Rewrite the items from the line with "Locate the man with beard" up to and including the last line, swapping "dot" for "marker" and leaving everything else unchanged. Give only those lines.

-------- SUPPLIED MATERIAL

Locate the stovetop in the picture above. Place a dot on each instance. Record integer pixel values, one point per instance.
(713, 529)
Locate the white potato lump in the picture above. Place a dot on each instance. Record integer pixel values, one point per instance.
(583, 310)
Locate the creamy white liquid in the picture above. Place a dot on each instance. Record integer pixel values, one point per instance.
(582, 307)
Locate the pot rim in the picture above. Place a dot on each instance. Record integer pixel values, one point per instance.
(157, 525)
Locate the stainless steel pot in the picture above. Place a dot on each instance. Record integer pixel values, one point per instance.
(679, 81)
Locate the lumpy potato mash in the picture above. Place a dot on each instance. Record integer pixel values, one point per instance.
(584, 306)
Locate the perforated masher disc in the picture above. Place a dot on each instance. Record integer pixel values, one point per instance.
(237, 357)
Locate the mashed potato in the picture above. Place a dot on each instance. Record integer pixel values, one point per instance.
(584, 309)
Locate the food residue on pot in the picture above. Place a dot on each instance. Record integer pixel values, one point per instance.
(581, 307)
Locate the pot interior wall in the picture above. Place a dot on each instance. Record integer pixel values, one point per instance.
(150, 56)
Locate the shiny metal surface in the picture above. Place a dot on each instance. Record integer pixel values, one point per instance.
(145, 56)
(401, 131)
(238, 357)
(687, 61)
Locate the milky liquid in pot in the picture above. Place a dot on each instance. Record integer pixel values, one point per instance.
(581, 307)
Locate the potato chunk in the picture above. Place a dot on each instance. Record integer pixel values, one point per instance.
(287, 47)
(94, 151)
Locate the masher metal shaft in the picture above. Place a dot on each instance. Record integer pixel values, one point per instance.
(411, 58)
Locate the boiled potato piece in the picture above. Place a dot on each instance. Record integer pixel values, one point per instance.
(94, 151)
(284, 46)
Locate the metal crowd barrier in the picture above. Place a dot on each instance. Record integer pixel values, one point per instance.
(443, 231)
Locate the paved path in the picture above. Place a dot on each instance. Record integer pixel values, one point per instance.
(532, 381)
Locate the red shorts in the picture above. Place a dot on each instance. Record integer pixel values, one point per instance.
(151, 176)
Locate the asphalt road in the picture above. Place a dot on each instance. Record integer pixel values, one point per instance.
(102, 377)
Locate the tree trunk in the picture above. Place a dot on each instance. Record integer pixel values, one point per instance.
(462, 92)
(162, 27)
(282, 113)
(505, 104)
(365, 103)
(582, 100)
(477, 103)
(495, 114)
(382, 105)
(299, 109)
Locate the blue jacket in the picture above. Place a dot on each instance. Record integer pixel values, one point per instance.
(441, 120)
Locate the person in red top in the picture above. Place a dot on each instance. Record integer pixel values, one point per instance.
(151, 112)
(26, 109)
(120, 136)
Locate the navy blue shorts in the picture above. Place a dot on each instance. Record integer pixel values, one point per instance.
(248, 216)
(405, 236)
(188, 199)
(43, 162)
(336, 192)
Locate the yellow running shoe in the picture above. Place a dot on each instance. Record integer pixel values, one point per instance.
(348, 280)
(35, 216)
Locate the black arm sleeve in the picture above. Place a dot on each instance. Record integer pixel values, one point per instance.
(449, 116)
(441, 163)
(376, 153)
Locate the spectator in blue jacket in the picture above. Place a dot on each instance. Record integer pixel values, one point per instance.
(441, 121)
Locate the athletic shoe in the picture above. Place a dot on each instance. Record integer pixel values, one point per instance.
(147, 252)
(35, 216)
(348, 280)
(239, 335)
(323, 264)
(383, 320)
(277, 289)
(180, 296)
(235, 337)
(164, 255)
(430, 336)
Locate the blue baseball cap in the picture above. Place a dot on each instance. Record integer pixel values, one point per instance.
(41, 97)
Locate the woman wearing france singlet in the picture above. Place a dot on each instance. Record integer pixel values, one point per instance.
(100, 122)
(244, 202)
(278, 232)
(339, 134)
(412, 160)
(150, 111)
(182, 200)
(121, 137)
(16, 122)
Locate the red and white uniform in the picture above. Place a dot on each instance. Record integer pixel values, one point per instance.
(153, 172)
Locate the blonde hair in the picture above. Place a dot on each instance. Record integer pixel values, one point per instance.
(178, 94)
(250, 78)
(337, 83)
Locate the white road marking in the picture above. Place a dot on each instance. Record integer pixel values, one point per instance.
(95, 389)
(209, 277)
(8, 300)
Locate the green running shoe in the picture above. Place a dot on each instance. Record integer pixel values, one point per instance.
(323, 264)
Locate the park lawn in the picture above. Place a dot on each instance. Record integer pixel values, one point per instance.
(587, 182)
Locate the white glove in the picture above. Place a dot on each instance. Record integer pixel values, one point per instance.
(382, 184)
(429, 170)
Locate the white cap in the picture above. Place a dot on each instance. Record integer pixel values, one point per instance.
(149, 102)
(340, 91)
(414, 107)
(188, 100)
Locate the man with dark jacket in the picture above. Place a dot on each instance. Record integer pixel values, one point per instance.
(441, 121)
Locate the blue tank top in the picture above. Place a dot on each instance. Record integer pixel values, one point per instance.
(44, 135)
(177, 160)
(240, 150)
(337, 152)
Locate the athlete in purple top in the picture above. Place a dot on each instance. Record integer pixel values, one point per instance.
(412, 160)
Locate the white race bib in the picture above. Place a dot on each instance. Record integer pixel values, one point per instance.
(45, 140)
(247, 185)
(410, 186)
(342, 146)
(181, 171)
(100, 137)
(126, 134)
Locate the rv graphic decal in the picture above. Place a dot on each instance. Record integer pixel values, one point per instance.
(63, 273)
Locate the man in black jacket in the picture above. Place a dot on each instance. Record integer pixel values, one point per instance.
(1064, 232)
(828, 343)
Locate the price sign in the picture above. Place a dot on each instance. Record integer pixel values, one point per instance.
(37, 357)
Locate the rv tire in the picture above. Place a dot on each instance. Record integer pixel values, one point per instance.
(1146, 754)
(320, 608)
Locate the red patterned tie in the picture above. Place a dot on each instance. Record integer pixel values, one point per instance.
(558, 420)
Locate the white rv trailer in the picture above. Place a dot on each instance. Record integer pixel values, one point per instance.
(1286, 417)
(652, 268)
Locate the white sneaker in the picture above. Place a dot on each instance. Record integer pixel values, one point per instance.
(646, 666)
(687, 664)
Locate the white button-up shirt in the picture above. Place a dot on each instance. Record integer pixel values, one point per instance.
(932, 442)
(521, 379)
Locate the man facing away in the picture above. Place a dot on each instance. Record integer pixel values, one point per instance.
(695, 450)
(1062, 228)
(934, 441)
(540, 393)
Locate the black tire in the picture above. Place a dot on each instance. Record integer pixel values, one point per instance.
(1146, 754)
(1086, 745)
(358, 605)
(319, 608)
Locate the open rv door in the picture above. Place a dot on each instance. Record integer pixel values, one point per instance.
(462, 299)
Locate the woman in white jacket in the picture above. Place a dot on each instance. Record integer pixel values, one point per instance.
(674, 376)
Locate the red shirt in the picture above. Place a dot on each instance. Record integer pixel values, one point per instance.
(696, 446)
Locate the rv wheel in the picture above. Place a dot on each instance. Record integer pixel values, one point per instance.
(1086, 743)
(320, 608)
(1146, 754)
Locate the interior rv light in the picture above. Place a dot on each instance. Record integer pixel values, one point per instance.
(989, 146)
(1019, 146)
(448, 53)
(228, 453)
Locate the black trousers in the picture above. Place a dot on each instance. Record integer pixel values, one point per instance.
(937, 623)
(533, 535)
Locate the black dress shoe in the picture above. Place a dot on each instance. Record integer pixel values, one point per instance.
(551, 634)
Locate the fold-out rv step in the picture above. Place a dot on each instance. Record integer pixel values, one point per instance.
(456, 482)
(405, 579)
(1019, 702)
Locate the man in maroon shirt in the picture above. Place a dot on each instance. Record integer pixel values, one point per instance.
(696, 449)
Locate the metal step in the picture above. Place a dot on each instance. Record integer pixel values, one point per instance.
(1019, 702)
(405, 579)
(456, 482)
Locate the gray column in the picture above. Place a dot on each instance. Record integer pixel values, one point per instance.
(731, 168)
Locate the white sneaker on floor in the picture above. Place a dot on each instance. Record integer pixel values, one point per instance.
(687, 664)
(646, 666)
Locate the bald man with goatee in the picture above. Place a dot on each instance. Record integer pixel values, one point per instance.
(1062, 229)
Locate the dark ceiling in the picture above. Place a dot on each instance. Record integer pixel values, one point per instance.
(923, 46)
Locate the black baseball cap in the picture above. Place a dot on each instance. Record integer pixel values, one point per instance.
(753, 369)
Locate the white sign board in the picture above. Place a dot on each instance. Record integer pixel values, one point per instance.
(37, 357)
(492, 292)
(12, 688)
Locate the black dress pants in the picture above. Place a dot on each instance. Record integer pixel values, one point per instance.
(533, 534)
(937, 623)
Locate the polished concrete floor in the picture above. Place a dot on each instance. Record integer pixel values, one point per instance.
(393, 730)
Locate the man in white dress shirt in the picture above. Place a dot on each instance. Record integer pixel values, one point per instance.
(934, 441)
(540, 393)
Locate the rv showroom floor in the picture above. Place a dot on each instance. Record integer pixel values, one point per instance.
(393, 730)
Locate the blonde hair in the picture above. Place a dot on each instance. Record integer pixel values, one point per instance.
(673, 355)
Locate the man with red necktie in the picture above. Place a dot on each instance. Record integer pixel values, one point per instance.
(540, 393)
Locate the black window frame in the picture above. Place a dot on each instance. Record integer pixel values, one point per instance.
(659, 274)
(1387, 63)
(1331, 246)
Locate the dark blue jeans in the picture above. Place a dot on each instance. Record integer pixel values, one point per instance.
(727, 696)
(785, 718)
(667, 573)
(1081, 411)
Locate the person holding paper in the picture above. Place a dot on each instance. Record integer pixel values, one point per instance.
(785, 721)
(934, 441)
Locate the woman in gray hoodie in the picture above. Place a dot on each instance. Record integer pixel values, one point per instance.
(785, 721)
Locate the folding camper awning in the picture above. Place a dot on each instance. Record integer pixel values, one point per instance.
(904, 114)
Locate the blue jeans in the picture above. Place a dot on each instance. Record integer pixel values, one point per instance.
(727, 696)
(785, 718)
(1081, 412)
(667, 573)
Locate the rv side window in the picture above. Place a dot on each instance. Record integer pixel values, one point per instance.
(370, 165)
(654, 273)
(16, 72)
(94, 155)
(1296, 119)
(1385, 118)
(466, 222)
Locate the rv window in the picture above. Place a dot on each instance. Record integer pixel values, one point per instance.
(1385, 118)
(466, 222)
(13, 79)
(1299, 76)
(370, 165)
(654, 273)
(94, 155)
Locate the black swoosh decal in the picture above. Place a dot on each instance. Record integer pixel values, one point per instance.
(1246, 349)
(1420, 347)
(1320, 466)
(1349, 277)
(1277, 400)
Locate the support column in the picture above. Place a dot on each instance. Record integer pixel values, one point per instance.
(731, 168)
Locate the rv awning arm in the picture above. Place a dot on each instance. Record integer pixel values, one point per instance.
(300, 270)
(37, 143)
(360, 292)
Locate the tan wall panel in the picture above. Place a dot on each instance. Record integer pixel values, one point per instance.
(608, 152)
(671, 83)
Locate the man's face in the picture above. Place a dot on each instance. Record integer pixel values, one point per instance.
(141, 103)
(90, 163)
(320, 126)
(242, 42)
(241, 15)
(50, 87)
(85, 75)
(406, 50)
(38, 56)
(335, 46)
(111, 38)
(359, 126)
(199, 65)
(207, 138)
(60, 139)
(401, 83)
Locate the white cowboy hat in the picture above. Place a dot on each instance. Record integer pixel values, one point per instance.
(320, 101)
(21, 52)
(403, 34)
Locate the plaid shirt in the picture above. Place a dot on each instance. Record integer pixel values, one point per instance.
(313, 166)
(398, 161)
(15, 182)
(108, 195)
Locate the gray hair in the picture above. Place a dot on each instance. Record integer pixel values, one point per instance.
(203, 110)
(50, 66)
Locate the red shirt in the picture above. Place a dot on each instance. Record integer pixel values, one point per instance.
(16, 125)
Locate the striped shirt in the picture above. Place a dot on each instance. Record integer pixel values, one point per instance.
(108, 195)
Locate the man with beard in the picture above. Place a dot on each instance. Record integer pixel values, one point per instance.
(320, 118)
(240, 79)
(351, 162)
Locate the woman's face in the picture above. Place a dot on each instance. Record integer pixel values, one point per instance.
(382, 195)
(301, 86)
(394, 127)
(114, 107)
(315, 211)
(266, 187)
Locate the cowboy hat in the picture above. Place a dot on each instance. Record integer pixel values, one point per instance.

----------------

**WRITTEN ANSWER:**
Locate the man with beard in the picture above. Place a marker on each instance. Record integer pixel values, one point per instance.
(320, 118)
(240, 79)
(351, 162)
Locate the woman's face in the picture above. Place a marker on each instance. Record integer pixel values, one point per instance.
(382, 195)
(301, 86)
(394, 127)
(114, 107)
(315, 211)
(266, 187)
Locate the cowboy hat in the picture above. Place a marker on each instance. Record integer pixel values, one point per instance.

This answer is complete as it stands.